## What the task asks
Copy the records below verbatim, leaving every line unchanged.

## Provided data
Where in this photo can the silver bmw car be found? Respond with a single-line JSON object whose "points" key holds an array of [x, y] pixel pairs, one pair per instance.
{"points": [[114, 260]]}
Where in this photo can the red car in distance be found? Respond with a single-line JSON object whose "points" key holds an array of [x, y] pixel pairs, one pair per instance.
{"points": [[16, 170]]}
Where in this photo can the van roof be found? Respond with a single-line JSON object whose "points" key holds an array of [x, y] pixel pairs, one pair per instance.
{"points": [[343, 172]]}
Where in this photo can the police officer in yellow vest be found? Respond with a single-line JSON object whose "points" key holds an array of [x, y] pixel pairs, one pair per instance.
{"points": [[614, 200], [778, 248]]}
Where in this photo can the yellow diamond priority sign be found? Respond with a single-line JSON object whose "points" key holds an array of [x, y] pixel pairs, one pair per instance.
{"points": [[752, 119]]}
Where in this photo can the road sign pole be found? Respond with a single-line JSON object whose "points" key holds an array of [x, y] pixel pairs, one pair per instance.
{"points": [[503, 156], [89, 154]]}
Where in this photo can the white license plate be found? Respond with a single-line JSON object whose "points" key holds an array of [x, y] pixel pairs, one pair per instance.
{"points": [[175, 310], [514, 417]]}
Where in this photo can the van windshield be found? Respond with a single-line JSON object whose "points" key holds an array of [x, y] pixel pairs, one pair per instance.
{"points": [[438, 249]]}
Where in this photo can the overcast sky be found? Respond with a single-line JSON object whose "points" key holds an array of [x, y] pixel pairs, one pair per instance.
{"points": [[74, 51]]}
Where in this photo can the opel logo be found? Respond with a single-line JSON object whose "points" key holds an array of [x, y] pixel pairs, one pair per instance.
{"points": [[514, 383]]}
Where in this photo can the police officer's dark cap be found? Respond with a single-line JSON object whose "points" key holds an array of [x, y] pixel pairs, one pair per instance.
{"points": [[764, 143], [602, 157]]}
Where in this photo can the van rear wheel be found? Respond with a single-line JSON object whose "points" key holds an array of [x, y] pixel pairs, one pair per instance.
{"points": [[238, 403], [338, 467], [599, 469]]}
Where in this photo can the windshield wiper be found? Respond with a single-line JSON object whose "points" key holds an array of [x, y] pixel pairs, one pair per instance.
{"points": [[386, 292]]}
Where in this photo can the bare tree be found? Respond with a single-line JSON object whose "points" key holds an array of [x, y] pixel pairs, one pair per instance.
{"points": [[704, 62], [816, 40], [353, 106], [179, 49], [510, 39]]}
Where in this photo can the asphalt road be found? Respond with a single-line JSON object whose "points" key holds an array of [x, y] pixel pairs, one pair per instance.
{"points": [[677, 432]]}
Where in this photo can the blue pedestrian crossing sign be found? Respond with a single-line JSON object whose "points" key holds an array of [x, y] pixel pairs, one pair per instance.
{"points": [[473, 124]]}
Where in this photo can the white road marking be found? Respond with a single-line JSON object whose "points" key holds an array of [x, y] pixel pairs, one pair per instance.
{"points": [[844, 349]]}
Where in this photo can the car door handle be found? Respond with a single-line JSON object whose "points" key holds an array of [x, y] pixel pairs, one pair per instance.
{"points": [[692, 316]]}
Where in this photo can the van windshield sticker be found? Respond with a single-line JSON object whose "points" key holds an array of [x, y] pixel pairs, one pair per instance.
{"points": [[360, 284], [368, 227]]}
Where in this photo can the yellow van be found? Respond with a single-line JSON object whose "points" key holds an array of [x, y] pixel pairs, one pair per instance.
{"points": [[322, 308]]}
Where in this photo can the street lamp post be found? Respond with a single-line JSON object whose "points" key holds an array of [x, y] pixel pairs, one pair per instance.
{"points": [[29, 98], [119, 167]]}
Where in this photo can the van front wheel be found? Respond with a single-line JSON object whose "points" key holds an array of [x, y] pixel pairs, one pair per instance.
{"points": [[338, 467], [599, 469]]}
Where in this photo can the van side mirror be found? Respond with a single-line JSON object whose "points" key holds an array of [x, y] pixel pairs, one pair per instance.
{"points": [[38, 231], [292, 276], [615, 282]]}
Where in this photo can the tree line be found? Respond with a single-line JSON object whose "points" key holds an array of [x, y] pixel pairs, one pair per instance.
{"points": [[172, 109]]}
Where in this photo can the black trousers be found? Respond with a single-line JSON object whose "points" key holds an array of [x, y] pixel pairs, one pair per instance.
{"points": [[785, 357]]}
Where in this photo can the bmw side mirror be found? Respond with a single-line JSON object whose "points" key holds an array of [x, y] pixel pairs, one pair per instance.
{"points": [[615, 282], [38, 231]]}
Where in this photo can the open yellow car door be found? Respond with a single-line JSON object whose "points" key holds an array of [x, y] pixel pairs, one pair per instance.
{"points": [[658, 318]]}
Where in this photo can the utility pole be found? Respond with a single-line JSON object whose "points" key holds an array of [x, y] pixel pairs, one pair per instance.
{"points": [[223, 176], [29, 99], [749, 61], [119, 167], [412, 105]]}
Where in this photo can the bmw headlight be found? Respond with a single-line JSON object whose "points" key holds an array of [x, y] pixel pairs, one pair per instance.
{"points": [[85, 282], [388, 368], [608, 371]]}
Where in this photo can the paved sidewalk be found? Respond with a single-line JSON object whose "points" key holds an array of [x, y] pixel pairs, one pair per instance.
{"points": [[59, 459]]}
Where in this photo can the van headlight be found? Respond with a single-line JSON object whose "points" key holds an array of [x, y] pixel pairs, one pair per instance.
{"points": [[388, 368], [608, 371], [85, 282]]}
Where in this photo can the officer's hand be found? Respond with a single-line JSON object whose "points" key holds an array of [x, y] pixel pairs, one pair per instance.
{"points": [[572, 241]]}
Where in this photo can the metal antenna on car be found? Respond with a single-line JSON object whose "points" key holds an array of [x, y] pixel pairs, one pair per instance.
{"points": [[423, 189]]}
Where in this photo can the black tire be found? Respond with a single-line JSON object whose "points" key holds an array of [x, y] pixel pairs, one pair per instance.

## Solved exercise
Where in this photo can the silver bmw car be found? Respond with a single-line JSON object whose "points" key holds an array of [x, y] pixel pairs, one pair per instance.
{"points": [[114, 260]]}
Where in this photo can the red car in distance be found? Respond with a single-line JSON object whose "points" key holds an array of [x, y] pixel pairs, one pair per instance.
{"points": [[16, 170]]}
Where in this photo can the van roof be found? Respond with a single-line JSON object whose "points" key holds an array of [x, y] pixel pairs, one pair per instance.
{"points": [[343, 172]]}
Where in this photo can the police officer in yellow vest be found? Respond with a single-line JSON object whose "points" key holds an array of [x, y] pixel pairs, one pair per instance.
{"points": [[614, 200], [778, 248]]}
Where in this photo can the yellow diamond priority sign be found? Respond with a single-line JSON object whose "points" key holds an array of [x, y] pixel pairs, one pair per instance.
{"points": [[752, 119]]}
Where in this photo can the road sign pole be found? Respond with a single-line JSON object whose "points" key holds an array of [x, y] pixel pairs, one pair per instance.
{"points": [[503, 156], [89, 154]]}
Where in this photo can the white license plate be found? Respond with a single-line JSON object whose "points" key holds an array of [x, y] pixel pairs, one pair per instance.
{"points": [[175, 310], [514, 417]]}
Where in this photo can the van windshield be found? Respond with a single-line JSON object whose "points" key holds an array of [x, y] pixel pairs, one pair per instance.
{"points": [[438, 249]]}
Where in this photo can the overcast sky be found? Respond with a single-line JSON object whose "points" key holds an array of [x, y] pixel pairs, one pair per instance.
{"points": [[74, 51]]}
Where in this photo can the opel logo be found? Respond with a single-line JSON object whose "points" key holds an array of [x, y] pixel pairs, one pair per instance.
{"points": [[514, 383]]}
Where in this photo can the police officer's dark cap be found? Respond with a single-line JSON object whose "points" key holds an array of [x, y] pixel pairs, one pair per instance.
{"points": [[764, 143], [602, 157]]}
Where in this photo can the van rear wheel be found? Respond with a single-line JSON object whose "points" key holds an array of [x, y] pixel pairs, one pair per instance.
{"points": [[238, 403], [338, 467], [599, 469]]}
Where in this photo can the windshield wiper be found? Respond with a single-line JSON object whose "points" key holds an array of [x, y] pixel pairs, one pair per instance.
{"points": [[386, 292]]}
Where in this photo can the bare tree be found? Respond with a single-line JSON object whose "points" key holds an array of [x, y] pixel pairs, one pair per instance.
{"points": [[704, 62], [816, 40], [353, 106], [179, 49], [510, 39]]}
Where in this photo can the asphalt road be found? Respond with a single-line JSON object whose "points" key holds an array of [x, y] pixel pairs, one pair per instance.
{"points": [[677, 432]]}
Where in this photo can the blue pedestrian crossing sign be found? Respond with a single-line JSON object whose "points" key holds an array of [x, y] pixel pairs, one pair per instance.
{"points": [[473, 124]]}
Where in this photo can the white road marking be found? Respond with a single-line JSON object whose "points" key holds an array of [x, y] pixel pairs, one pair per instance.
{"points": [[844, 349]]}
Where in this photo can the car door handle be found? Respond with a single-line JSON object whose "points" key holds an array of [x, y] pixel pairs, one pair per instance.
{"points": [[692, 316]]}
Where in this photo can the van windshield sticker be found? Respond with a single-line JSON object whose "points" key holds an array of [x, y] pixel pairs, one pair per instance.
{"points": [[360, 284], [368, 227]]}
Where in this photo can the yellow van be found? Respond with a single-line JSON object whose "points" key holds an array of [x, y] pixel pairs, one pair per instance.
{"points": [[322, 308]]}
Where in this photo can the street lamp post be found? Respond with a single-line JSON object whose "points" key holds an array of [x, y] pixel pairs, one pair per instance.
{"points": [[29, 98], [119, 167]]}
Where in this photo can the van front wheel be found? Respond with a single-line JSON object whose "points" key holds an array of [x, y] pixel pairs, one pair per instance.
{"points": [[338, 467], [599, 469]]}
Where in this photo can the van side mirror be found? Respond with a single-line JSON object whose "points" key holds an array of [x, y] pixel pairs, one pair per instance.
{"points": [[38, 231], [292, 276], [615, 282]]}
Where in this photo can the tree line be found? Respond with a single-line JSON object whose "points" key holds an array of [x, y] pixel pairs, one pair per instance.
{"points": [[172, 109]]}
Where in this photo can the black trousers be found? Respond with a single-line JSON object whose "points" key holds an array of [x, y] pixel pairs, one pair per instance.
{"points": [[785, 357]]}
Where in this photo can the bmw side mirror be found? Respond with a single-line JSON object whose "points" key holds an array of [x, y] pixel pairs, one pair per instance.
{"points": [[615, 282], [38, 231]]}
Where in this photo can the open yellow car door be found? Respond with a single-line JSON object whose "points" key holds an array of [x, y] pixel pairs, one pair per instance.
{"points": [[658, 318]]}
Where in this photo can the utility pole be found? Respond with a single-line JSON object whose "points" key holds an array of [x, y] pixel pairs, one pair per instance.
{"points": [[223, 176], [29, 99], [749, 61], [119, 167], [412, 105]]}
Where in this photo can the bmw headlight be found? Respond with a single-line JSON object whose "points" key holds an array of [x, y] pixel pairs, one pair per instance.
{"points": [[85, 282], [388, 368], [608, 371]]}
Where in this photo can the paved sidewalk be found? Respond with a single-line JSON object whose "points" key holds an array of [x, y] pixel pairs, one pair per instance.
{"points": [[59, 459]]}
Where in this photo can the van headlight be found? Respond with a single-line JSON object whose "points" key holds an array of [x, y] pixel pairs, one pair per instance.
{"points": [[388, 368], [608, 371], [85, 282]]}
Where in this photo can the officer's hand be found? Respond with a single-line JSON object whose "points" key holds an array of [x, y] pixel pairs, one pair per instance.
{"points": [[572, 241]]}
Where in this photo can the metal antenna on car be found? Respond with a single-line JSON object whose "points" key holds an array of [x, y] pixel pairs, one pair per instance.
{"points": [[423, 189]]}
Where in this photo can the black tire be found? Respond with a single-line JSON object whose "points" key holds an array of [x, y] pixel pairs, one pair per instance.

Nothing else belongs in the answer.